• Text for analysis
------

Quotery
Quote #86672

Finally, from so little sleeping and so much reading, his brain dried up and he went completely out of his mind.

Miguel de Cervantes

About This Quote

This line appears at the outset of Miguel de Cervantes’s Don Quixote, in the narrator’s account of how an otherwise unremarkable minor gentleman of La Mancha becomes obsessed with chivalric romances. Cervantes frames Alonso Quijano’s transformation into “Don Quixote” as the result of an imbalanced life: nights spent reading tales of knights-errant, days neglected, and sleep sacrificed. The remark functions as a comic, mock-medical explanation for his ensuing delusions and sets the satirical tone of the novel, which targets the cultural craze for chivalric fiction in early modern Spain and the gap between literary fantasy and social reality.

Interpretation

The sentence compresses Cervantes’s satire into a single, vivid causal chain: excessive immersion in books, coupled with physical deprivation, produces a mind unmoored from reality. On one level it is a humorous exaggeration—brains do not literally “dry up”—but it also signals the novel’s central concern with how stories shape perception and behavior. The line suggests that reading without judgment, rest, or grounding in lived experience can become a kind of self-induced enchantment. At the same time, Cervantes invites sympathy: Don Quixote’s “madness” is born from idealism and longing for meaning, even as it leads him into comic misadventures.

Source

Miguel de Cervantes, Don Quixote (Don Quijote de la Mancha), Part I, Chapter 1 (opening description of Alonso Quijano’s reading and loss of reason).

------

• Entries provided
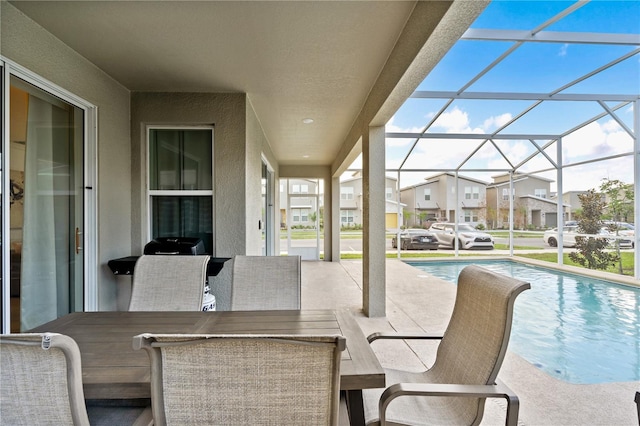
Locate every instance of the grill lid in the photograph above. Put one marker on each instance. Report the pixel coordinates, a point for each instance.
(175, 245)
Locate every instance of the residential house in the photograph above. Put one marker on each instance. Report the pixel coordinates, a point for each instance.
(436, 200)
(571, 199)
(300, 203)
(351, 202)
(533, 206)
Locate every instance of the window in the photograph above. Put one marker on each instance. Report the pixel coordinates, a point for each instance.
(347, 217)
(346, 193)
(470, 215)
(300, 215)
(505, 193)
(471, 192)
(181, 183)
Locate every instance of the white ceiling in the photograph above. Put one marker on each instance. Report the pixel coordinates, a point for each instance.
(294, 59)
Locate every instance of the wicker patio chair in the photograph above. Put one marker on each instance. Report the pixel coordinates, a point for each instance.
(469, 356)
(168, 283)
(41, 380)
(243, 379)
(265, 282)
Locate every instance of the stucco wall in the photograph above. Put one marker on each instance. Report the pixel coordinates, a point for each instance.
(27, 44)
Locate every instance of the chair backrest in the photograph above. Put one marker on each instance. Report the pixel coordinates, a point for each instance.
(41, 380)
(244, 379)
(265, 282)
(168, 283)
(476, 339)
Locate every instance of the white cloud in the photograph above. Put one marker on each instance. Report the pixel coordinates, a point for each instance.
(493, 123)
(563, 50)
(603, 138)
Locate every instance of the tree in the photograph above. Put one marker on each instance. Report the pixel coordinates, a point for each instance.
(619, 199)
(590, 251)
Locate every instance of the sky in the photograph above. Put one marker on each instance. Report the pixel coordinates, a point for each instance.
(531, 68)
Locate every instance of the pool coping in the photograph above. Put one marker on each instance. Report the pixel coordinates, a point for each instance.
(602, 275)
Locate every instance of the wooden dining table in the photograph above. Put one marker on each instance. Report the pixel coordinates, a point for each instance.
(113, 370)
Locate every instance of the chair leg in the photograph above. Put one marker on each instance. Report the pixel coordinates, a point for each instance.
(355, 407)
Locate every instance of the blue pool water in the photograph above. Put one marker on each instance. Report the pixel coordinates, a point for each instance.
(577, 329)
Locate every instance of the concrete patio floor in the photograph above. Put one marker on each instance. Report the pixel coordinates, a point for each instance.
(416, 302)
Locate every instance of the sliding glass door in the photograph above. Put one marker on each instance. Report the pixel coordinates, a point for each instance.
(46, 203)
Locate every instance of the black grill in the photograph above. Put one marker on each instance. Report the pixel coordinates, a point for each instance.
(175, 245)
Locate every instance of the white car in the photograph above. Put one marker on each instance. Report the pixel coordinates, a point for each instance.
(571, 232)
(568, 236)
(468, 236)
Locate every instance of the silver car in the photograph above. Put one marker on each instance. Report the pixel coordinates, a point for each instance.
(468, 236)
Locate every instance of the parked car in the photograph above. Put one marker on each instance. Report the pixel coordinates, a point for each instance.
(468, 236)
(624, 229)
(571, 232)
(419, 239)
(568, 236)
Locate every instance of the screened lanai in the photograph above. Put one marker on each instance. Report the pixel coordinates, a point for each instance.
(545, 89)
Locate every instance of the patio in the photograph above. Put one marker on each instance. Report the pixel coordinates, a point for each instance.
(412, 306)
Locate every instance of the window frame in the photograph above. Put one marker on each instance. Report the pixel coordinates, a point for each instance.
(177, 192)
(347, 195)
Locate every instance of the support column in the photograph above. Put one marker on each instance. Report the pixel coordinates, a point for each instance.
(329, 224)
(335, 219)
(373, 235)
(636, 184)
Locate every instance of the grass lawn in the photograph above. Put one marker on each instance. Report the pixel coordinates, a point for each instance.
(625, 256)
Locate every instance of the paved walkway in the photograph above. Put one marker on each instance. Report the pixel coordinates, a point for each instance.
(416, 302)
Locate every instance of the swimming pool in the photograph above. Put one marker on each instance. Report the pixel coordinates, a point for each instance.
(575, 328)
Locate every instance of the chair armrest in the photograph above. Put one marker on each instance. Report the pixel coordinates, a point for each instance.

------

• Activity
Rewrite the Cervantes quote page starting with "The sentence compresses" and going on through "loss of reason).", putting "optimism" in place of "idealism".

• Solution to this exercise
The sentence compresses Cervantes’s satire into a single, vivid causal chain: excessive immersion in books, coupled with physical deprivation, produces a mind unmoored from reality. On one level it is a humorous exaggeration—brains do not literally “dry up”—but it also signals the novel’s central concern with how stories shape perception and behavior. The line suggests that reading without judgment, rest, or grounding in lived experience can become a kind of self-induced enchantment. At the same time, Cervantes invites sympathy: Don Quixote’s “madness” is born from optimism and longing for meaning, even as it leads him into comic misadventures.

Source

Miguel de Cervantes, Don Quixote (Don Quijote de la Mancha), Part I, Chapter 1 (opening description of Alonso Quijano’s reading and loss of reason).